| DATA FOR THE TASK |

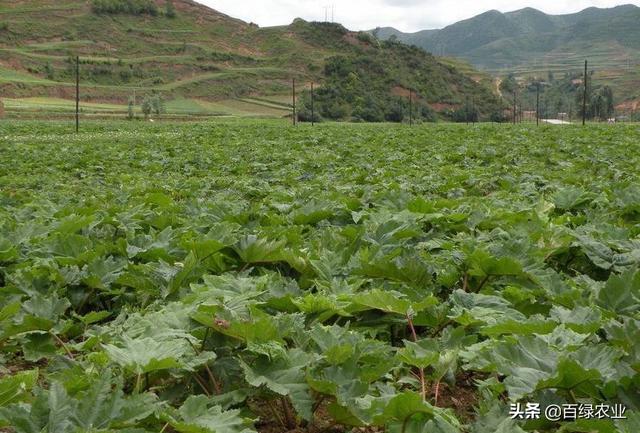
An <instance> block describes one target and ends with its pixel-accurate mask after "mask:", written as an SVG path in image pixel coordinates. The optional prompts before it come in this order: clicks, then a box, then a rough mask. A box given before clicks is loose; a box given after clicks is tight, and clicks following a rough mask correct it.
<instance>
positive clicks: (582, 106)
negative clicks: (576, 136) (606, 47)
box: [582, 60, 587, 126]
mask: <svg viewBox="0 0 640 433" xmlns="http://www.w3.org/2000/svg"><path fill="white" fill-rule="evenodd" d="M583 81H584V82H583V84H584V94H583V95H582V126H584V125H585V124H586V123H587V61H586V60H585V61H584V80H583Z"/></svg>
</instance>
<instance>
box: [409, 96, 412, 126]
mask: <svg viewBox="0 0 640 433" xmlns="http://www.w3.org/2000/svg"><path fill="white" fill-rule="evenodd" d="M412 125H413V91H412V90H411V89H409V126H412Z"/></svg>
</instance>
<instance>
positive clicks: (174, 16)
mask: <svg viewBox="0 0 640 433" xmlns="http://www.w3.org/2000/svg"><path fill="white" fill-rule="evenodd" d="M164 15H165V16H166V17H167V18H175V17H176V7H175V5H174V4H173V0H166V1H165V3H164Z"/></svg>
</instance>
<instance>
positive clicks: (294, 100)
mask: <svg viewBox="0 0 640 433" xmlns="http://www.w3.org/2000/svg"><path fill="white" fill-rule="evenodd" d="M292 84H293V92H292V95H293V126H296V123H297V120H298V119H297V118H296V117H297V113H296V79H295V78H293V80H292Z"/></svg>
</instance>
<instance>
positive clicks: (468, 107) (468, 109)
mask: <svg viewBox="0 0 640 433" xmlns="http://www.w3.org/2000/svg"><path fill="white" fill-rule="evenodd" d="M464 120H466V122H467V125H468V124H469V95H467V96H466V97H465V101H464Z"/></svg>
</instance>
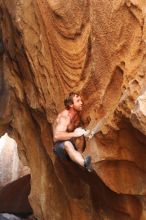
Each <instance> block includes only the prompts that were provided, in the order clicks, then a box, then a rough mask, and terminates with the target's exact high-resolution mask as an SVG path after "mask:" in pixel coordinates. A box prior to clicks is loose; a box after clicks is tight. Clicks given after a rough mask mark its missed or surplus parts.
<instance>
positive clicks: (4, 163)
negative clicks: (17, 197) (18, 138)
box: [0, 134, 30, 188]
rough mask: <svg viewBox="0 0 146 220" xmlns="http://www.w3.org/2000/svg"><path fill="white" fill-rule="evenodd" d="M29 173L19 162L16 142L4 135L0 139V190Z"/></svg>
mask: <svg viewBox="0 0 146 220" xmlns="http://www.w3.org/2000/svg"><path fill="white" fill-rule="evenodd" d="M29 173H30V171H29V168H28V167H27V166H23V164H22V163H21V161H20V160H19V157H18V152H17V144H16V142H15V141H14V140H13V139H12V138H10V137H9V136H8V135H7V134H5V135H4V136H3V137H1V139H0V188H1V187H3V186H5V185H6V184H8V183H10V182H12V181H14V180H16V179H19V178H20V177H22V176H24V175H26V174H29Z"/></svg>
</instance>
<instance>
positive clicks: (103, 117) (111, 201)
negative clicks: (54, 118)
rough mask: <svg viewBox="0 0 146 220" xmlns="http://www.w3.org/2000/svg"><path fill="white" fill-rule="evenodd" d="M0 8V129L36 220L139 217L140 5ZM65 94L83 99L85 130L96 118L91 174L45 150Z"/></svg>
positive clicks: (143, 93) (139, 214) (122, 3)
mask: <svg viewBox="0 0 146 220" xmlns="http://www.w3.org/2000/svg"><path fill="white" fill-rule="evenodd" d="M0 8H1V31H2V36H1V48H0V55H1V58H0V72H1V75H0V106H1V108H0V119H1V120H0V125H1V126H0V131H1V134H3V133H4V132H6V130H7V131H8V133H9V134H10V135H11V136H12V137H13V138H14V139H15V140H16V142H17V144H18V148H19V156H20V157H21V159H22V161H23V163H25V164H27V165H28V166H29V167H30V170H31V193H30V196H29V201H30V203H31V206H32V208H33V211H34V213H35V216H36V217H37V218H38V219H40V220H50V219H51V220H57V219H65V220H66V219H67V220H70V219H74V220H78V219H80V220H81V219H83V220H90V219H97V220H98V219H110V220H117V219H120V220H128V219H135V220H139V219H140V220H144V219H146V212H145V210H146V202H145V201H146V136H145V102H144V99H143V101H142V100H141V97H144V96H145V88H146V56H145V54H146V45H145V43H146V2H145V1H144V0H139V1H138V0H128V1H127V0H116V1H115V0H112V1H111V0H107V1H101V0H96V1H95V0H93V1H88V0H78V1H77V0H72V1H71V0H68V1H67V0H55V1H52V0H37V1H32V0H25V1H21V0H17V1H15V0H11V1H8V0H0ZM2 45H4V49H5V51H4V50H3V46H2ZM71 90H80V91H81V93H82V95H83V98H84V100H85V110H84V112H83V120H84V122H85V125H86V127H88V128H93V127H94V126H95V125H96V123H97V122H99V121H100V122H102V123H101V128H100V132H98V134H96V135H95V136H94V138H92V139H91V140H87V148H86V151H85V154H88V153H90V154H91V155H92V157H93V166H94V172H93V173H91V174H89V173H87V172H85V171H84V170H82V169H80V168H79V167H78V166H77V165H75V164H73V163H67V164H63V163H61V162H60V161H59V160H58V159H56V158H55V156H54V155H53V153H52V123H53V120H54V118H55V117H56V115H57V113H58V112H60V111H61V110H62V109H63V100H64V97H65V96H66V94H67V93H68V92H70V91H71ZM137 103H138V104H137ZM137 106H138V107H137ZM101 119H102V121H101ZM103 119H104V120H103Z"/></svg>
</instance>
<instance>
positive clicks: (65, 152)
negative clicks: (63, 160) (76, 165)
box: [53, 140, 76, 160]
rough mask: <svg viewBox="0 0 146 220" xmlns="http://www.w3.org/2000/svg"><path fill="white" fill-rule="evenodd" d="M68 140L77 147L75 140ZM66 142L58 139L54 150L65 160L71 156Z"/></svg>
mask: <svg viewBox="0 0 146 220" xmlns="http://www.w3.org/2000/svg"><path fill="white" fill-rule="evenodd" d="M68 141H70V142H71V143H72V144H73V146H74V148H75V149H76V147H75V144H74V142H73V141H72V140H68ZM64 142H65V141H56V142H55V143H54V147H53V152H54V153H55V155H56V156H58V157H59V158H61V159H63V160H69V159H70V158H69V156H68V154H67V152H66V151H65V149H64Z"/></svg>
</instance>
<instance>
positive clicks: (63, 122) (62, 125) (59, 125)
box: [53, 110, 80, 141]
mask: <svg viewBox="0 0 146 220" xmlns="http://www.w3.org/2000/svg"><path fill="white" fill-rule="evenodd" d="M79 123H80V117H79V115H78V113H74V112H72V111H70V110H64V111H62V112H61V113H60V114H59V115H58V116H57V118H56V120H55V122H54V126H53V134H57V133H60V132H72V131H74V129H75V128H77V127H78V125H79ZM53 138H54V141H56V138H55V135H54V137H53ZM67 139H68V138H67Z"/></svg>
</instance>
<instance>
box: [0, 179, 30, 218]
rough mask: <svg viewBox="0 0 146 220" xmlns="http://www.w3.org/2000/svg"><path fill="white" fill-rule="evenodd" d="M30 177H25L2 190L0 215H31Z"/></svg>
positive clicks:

| EXERCISE BRIEF |
Every line of the data above is to be set down exactly; the pictures are not.

| EXPECTED OUTPUT |
An <instance> block describes one target and ends with its pixel-accurate mask after "mask:", written as an SVG path in image pixel coordinates. The optional prompts before it come in this order: clicks, then a box, then a rough mask. A box given before clicks is loose; a box given after clicks is tight, and clicks following a rough mask correct it.
<instance>
positive clicks: (582, 106)
negative clicks: (576, 136) (606, 47)
box: [582, 60, 587, 126]
mask: <svg viewBox="0 0 640 433" xmlns="http://www.w3.org/2000/svg"><path fill="white" fill-rule="evenodd" d="M583 81H584V82H583V84H584V94H583V95H582V126H584V125H585V124H586V123H587V61H586V60H585V61H584V80H583Z"/></svg>
</instance>
<instance>
box: [409, 96, 412, 126]
mask: <svg viewBox="0 0 640 433" xmlns="http://www.w3.org/2000/svg"><path fill="white" fill-rule="evenodd" d="M412 125H413V91H412V90H411V89H409V126H412Z"/></svg>
</instance>
<instance>
positive clicks: (174, 16)
mask: <svg viewBox="0 0 640 433" xmlns="http://www.w3.org/2000/svg"><path fill="white" fill-rule="evenodd" d="M164 15H165V16H166V17H167V18H175V17H176V7H175V5H174V4H173V0H166V1H165V3H164Z"/></svg>
</instance>
<instance>
positive clicks: (294, 100)
mask: <svg viewBox="0 0 640 433" xmlns="http://www.w3.org/2000/svg"><path fill="white" fill-rule="evenodd" d="M292 84H293V92H292V95H293V126H296V123H297V120H298V119H297V118H296V117H297V113H296V79H295V78H293V80H292Z"/></svg>
</instance>
<instance>
positive clicks: (468, 107) (468, 109)
mask: <svg viewBox="0 0 640 433" xmlns="http://www.w3.org/2000/svg"><path fill="white" fill-rule="evenodd" d="M464 120H466V122H467V125H468V124H469V95H467V96H466V97H465V101H464Z"/></svg>
</instance>
Each <instance> block includes only the prompts that were provided, in the order clicks, then a box, then a rough mask, and terminates with the target's exact high-resolution mask as an SVG path after "mask:" in pixel coordinates. A box prior to clicks is loose; a box after clicks is tight. Clicks given after a rough mask mark its missed or surplus parts.
<instance>
positive clicks: (4, 163)
negative clicks: (17, 197) (18, 138)
box: [0, 134, 30, 188]
rough mask: <svg viewBox="0 0 146 220" xmlns="http://www.w3.org/2000/svg"><path fill="white" fill-rule="evenodd" d="M29 173L19 162L16 142L4 135L0 139V190Z"/></svg>
mask: <svg viewBox="0 0 146 220" xmlns="http://www.w3.org/2000/svg"><path fill="white" fill-rule="evenodd" d="M29 173H30V171H29V168H28V167H27V166H23V164H22V163H21V161H20V160H19V157H18V152H17V144H16V142H15V141H14V140H13V139H12V138H10V137H9V136H8V135H7V134H5V135H4V136H3V137H1V139H0V188H1V187H3V186H5V185H6V184H8V183H10V182H12V181H14V180H16V179H19V178H20V177H22V176H24V175H26V174H29Z"/></svg>
</instance>
<instance>
positive clicks: (103, 117) (111, 201)
negative clicks: (54, 118)
rough mask: <svg viewBox="0 0 146 220" xmlns="http://www.w3.org/2000/svg"><path fill="white" fill-rule="evenodd" d="M0 8V129L36 220L139 217L140 5ZM65 94L83 99L85 130L96 118L91 174L45 150Z"/></svg>
positive clicks: (143, 93) (139, 214) (122, 3)
mask: <svg viewBox="0 0 146 220" xmlns="http://www.w3.org/2000/svg"><path fill="white" fill-rule="evenodd" d="M0 8H1V31H2V36H1V48H0V55H1V58H0V72H1V75H0V106H1V108H0V119H1V120H0V125H1V126H0V131H1V134H3V133H4V132H6V130H7V131H8V133H9V134H10V135H11V136H12V137H13V138H14V139H15V140H16V142H17V144H18V148H19V156H20V157H21V159H22V161H23V163H25V164H27V165H28V166H29V167H30V170H31V193H30V196H29V201H30V203H31V206H32V208H33V211H34V213H35V216H36V217H37V218H38V219H40V220H50V219H51V220H57V219H65V220H66V219H67V220H70V219H74V220H78V219H80V220H81V219H83V220H90V219H97V220H98V219H110V220H117V219H120V220H128V219H135V220H139V219H140V220H144V219H146V212H145V210H146V202H145V201H146V136H145V102H144V99H143V101H142V100H141V97H144V96H145V88H146V56H145V54H146V45H145V43H146V2H145V1H144V0H139V1H138V0H128V1H127V0H116V1H115V0H112V1H111V0H107V1H101V0H96V1H95V0H93V1H88V0H78V1H77V0H72V1H71V0H68V1H67V0H55V1H52V0H37V1H32V0H25V1H21V0H17V1H15V0H11V1H8V0H0ZM2 45H4V49H5V51H4V50H3V46H2ZM71 90H80V91H81V93H82V95H83V98H84V100H85V110H84V112H83V120H84V122H85V125H86V127H88V128H93V127H94V126H95V125H96V123H97V122H99V121H100V122H102V123H101V128H100V132H98V134H96V135H95V136H94V138H92V139H91V140H87V148H86V151H85V154H88V153H90V154H91V155H92V157H93V166H94V172H93V173H91V174H89V173H87V172H85V171H84V170H82V169H80V168H79V167H78V166H77V165H75V164H73V163H67V164H63V163H61V162H60V161H59V160H58V159H56V158H55V156H54V155H53V153H52V123H53V120H54V118H55V117H56V115H57V113H58V112H60V111H61V110H62V109H63V100H64V97H65V96H66V94H67V93H68V92H70V91H71ZM137 103H138V104H137ZM137 106H138V107H137ZM101 119H102V121H101ZM103 119H104V120H103Z"/></svg>
</instance>
<instance>
positive clicks: (65, 152)
negative clicks: (63, 160) (76, 165)
box: [53, 140, 76, 160]
rough mask: <svg viewBox="0 0 146 220" xmlns="http://www.w3.org/2000/svg"><path fill="white" fill-rule="evenodd" d="M68 140L77 147L75 140ZM66 142L58 139L54 150L65 160L71 156Z"/></svg>
mask: <svg viewBox="0 0 146 220" xmlns="http://www.w3.org/2000/svg"><path fill="white" fill-rule="evenodd" d="M68 141H70V142H71V143H72V144H73V146H74V148H75V149H76V147H75V144H74V142H73V141H72V140H68ZM64 142H65V141H56V142H55V143H54V147H53V152H54V153H55V155H56V156H58V157H59V158H61V159H63V160H69V159H70V158H69V156H68V154H67V152H66V151H65V149H64Z"/></svg>
</instance>
<instance>
positive clicks: (63, 122) (62, 125) (59, 125)
box: [53, 110, 80, 141]
mask: <svg viewBox="0 0 146 220" xmlns="http://www.w3.org/2000/svg"><path fill="white" fill-rule="evenodd" d="M79 123H80V117H79V115H78V113H74V112H72V111H70V110H64V111H62V112H61V113H60V114H59V115H58V116H57V118H56V120H55V122H54V126H53V134H57V133H60V132H72V131H74V129H75V128H77V127H78V125H79ZM53 138H54V141H56V138H55V135H54V137H53ZM67 139H68V138H67Z"/></svg>
</instance>
<instance>
box: [0, 179, 30, 218]
rough mask: <svg viewBox="0 0 146 220" xmlns="http://www.w3.org/2000/svg"><path fill="white" fill-rule="evenodd" d="M30 177H25L2 190L0 215H31Z"/></svg>
positive clicks:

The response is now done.